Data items
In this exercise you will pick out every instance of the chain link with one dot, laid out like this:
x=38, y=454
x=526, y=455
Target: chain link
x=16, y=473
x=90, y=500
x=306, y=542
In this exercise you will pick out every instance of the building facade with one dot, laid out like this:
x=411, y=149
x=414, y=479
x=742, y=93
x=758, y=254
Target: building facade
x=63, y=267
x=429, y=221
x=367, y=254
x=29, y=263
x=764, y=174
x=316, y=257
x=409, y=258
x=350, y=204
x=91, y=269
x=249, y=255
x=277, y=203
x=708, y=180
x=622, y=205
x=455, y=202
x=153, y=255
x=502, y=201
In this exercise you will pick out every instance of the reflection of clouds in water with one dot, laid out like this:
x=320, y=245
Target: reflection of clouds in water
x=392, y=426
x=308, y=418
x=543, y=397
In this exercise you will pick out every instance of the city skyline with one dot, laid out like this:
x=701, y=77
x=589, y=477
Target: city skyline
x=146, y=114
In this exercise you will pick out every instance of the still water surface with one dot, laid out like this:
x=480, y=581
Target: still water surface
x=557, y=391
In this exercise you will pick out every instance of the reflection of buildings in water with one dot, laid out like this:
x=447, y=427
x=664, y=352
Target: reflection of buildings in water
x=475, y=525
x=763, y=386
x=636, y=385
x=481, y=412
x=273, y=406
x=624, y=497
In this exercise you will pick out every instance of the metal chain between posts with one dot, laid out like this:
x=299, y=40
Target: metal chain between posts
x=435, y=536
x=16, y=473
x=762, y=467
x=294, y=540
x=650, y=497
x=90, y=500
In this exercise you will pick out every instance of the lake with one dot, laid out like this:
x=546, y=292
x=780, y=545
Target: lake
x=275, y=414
--
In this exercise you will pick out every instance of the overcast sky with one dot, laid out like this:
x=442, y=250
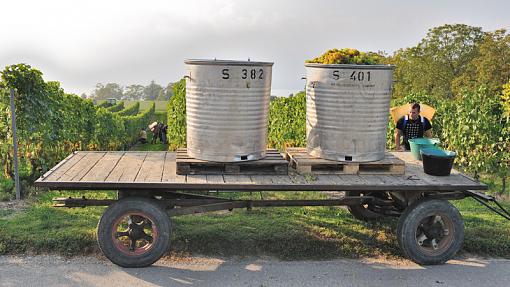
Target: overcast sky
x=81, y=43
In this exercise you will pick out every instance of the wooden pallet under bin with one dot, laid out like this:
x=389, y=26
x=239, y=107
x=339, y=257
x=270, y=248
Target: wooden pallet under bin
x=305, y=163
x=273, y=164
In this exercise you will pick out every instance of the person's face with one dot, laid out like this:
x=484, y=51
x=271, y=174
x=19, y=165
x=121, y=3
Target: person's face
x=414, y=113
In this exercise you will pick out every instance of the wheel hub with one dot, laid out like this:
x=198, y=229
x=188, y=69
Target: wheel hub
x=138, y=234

• EXERCISE DIRECTIONS: Rewrite the lines from the one containing "of the chain" through the one containing "x=275, y=414", inclusive, changing "still water surface" to "calm water surface" and leaving everything else in those lines unchanged.

• THE REPLY:
In this exercise you will pick out every instance of the chain link with one dot, laid out like this:
x=38, y=454
x=526, y=455
Target: chain link
x=16, y=473
x=90, y=500
x=306, y=542
In this exercise you will pick out every instance of the building facade with one dot, laid out like this:
x=411, y=149
x=414, y=479
x=742, y=93
x=758, y=254
Target: building facade
x=63, y=267
x=429, y=221
x=367, y=254
x=29, y=263
x=764, y=174
x=316, y=257
x=409, y=258
x=350, y=204
x=91, y=269
x=249, y=255
x=277, y=203
x=708, y=180
x=622, y=205
x=455, y=202
x=153, y=255
x=502, y=201
In this exercise you will pick out every instance of the reflection of clouds in water with one dot, laid out like this:
x=320, y=245
Target: reflection of clouds in water
x=392, y=426
x=308, y=418
x=543, y=397
In this exercise you will pick out every instance of the city skyline with one dot, laid out like this:
x=701, y=77
x=589, y=477
Target: city skyline
x=146, y=114
In this exercise you will pick out every instance of the calm water surface with one dot, laid out like this:
x=480, y=581
Target: calm water surface
x=557, y=391
In this exercise you will pick out every instance of the reflection of buildings in water with one dot, laid out like this:
x=447, y=427
x=664, y=352
Target: reflection of buildings in water
x=475, y=525
x=763, y=386
x=636, y=385
x=481, y=412
x=273, y=406
x=624, y=497
In this exercise you will pick out every instance of the metal chain between posts with one dot, laid out like this:
x=299, y=40
Target: metal chain between posts
x=435, y=536
x=16, y=473
x=762, y=467
x=294, y=540
x=650, y=497
x=90, y=500
In this exercise you will pick out every instance of the lake with one dot, laid out like this:
x=546, y=292
x=780, y=545
Target: lake
x=275, y=414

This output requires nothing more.